[Stored data entries]
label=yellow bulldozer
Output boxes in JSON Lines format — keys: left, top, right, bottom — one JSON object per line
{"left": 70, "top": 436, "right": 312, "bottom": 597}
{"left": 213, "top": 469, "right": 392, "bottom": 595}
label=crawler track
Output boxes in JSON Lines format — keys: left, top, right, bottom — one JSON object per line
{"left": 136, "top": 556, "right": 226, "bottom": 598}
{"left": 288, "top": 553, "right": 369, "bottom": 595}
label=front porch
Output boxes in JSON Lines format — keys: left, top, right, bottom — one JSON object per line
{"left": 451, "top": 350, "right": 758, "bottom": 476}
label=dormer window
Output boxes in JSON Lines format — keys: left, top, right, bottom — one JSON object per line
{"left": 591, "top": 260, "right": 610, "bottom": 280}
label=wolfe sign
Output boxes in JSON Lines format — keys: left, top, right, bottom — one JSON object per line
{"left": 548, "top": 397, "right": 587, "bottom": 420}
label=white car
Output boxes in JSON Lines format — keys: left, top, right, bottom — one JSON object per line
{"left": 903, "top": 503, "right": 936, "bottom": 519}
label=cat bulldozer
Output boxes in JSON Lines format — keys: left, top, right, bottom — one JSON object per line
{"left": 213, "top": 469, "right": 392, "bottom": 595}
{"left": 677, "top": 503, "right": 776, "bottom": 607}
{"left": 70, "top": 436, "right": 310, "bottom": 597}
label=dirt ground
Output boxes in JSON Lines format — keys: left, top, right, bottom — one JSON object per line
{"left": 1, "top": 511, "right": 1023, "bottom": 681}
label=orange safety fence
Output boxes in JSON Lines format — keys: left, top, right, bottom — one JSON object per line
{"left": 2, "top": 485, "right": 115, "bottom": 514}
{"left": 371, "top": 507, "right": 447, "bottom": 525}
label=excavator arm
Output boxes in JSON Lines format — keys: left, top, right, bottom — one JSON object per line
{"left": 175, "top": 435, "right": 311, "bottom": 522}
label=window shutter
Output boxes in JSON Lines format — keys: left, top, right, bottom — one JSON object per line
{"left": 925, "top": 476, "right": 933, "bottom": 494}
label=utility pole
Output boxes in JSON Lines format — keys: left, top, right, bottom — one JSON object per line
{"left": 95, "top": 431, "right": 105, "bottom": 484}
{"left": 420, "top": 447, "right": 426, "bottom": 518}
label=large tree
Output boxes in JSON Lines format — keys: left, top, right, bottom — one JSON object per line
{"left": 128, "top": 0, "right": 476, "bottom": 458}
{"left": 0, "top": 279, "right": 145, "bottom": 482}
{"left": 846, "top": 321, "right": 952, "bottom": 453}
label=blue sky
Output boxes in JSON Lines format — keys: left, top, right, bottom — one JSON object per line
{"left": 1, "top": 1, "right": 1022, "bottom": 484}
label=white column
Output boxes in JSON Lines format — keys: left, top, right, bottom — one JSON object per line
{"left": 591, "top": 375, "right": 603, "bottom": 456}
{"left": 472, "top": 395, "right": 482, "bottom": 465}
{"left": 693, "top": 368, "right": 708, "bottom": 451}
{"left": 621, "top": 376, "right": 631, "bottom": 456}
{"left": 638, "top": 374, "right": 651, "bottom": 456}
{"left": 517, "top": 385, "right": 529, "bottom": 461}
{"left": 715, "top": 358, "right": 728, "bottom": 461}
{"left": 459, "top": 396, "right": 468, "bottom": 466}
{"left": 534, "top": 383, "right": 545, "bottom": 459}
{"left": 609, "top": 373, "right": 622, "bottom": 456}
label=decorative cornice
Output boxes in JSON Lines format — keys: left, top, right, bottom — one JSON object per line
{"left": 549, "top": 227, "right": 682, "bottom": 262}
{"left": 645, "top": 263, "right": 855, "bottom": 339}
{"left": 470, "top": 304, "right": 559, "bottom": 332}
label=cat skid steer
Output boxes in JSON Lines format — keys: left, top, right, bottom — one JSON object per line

Exercise >>
Could you retype exactly the lines above, starting at the line that contains "label=large tree" and ending at the line that contains "label=white column", and nothing more?

Task output >>
label=large tree
Output boxes in JSON Lines format — keys: left, top, right, bottom — one JSON object per line
{"left": 128, "top": 0, "right": 476, "bottom": 458}
{"left": 0, "top": 279, "right": 145, "bottom": 482}
{"left": 846, "top": 321, "right": 952, "bottom": 453}
label=blue sky
Output boxes in JSON Lines format — keys: left, top, right, bottom — one JSON object per line
{"left": 1, "top": 1, "right": 1022, "bottom": 484}
label=white column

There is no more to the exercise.